DOCUMENT PASSAGE >>
— begin —

Republicans and Democrats are again playing a game of chicken over the US debt ceiling – with the nation’s financial stability at stake.

Treasury Secretary Janet Yellen recently said that June 1, 2023, is a “hard deadline” for raising the debt limit, currently set at US$31.38 trillion, to avoid an unprecedented default. The government hit the ceiling back in January and has been using “extraordinary measures” since then to keep paying its bills.

Last-minute negotiations between the White House and Republicans have been mostly fruitless as conservatives in the House push for big spending cuts and policy changes, while President Joe Biden has insisted on lifting the ceiling with no strings attached. They are expected to continue to meet in the coming days.

Economist Steven Pressman explains what the debt ceiling is and why we have it – and why it may be time to abolish it.

1. What is the debt ceiling?

Like the rest of us, governments must borrow when they spend more money than they receive. They do so by issuing bonds, which are IOUs that promise to repay the money in the future and make regular interest payments. Government debt is the total sum of all this borrowed money.

The debt ceiling, which Congress established a century ago, is the maximum amount the government can borrow. It’s a limit on the national debt.

2. What’s the national debt?

The US government debt of $31.38 trillion is about 22% more than the value of all goods and services that will be produced in the US economy this year.

— end —

SHORT PROBLEM A >>
According to the debt ceiling article, what date did Treasury Secretary Janet Yellen call a "hard deadline" for raising the debt limit?

DATA TO PROCESS >>

— begin —

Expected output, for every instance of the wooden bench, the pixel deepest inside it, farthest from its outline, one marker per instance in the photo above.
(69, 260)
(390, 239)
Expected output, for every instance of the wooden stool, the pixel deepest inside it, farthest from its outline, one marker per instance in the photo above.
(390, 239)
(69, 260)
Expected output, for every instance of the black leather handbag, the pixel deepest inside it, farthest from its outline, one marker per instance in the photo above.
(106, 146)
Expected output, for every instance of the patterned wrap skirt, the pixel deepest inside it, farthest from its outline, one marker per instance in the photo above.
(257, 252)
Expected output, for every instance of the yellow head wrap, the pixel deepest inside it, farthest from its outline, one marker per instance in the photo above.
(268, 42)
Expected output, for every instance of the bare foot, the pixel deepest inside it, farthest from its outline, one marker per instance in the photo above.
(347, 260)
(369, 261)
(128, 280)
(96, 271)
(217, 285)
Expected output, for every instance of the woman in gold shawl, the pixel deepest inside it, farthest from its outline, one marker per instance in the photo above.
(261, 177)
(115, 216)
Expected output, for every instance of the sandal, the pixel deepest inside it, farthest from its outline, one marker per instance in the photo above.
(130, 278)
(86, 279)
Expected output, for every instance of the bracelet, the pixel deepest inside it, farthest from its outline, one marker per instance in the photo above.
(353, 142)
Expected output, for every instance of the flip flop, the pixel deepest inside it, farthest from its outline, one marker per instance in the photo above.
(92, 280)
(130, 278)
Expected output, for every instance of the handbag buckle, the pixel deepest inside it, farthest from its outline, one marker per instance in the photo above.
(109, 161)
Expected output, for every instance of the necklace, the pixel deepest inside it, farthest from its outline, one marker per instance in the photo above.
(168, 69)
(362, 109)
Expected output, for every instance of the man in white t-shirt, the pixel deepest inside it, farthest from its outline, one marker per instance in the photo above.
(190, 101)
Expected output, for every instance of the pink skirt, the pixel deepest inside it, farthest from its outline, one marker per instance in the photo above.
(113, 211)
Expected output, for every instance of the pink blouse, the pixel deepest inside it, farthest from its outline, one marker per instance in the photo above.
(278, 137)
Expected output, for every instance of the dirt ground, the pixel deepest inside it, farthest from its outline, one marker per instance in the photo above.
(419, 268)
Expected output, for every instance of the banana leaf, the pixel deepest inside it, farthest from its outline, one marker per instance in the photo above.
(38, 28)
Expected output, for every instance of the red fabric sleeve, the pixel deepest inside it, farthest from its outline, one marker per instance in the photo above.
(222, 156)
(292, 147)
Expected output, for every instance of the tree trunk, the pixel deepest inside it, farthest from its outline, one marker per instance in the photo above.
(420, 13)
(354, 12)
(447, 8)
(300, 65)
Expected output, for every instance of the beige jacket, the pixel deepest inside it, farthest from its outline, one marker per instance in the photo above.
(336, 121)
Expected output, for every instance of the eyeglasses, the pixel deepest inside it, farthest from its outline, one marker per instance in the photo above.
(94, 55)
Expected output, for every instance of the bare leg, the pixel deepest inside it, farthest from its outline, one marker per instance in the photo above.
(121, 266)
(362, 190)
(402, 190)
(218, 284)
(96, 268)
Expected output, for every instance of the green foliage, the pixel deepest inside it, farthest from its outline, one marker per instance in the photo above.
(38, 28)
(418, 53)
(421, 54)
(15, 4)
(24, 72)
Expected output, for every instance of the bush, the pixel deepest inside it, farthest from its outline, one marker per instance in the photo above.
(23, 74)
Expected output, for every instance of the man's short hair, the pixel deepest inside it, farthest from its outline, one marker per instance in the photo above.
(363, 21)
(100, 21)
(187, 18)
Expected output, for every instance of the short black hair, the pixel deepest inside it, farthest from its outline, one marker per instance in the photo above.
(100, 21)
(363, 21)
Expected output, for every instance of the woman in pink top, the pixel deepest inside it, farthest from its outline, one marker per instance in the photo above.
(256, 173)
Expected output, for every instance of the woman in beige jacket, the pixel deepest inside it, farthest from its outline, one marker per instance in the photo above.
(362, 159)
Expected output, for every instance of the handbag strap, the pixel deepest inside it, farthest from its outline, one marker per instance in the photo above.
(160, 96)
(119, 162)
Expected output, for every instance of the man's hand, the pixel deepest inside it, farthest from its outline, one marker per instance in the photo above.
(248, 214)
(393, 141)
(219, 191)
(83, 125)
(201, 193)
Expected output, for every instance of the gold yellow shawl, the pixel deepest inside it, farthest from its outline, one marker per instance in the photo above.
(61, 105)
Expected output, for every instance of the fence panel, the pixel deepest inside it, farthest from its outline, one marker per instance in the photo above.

— end —

SHORT PROBLEM B >>
Update the listing from the line containing "Expected output, for every instance of the handbag strap, the" through the end of the listing, inclusive, replacing "handbag strap" with "shoulder strap". Return only those lines, with everything else unchanged.

CORRECT OUTPUT A >>
June 1, 2023

CORRECT OUTPUT B >>
Expected output, for every instance of the shoulder strap, the pixel deepest inside it, farthest from its outline, one marker per instance in the photo above.
(160, 96)
(119, 162)
Expected output, for every instance of the man's hand, the pixel deepest inside it, farthest from its outline, one marker per instance in the photo above.
(248, 214)
(393, 141)
(219, 191)
(83, 125)
(201, 193)
Expected output, for every instance of the gold yellow shawl, the pixel deepest inside it, farthest from its outline, one marker per instance in the photo above.
(61, 105)
Expected output, for every instance of the fence panel, the pixel deepest inside it, farthest from its outline, one marker per instance in the photo above.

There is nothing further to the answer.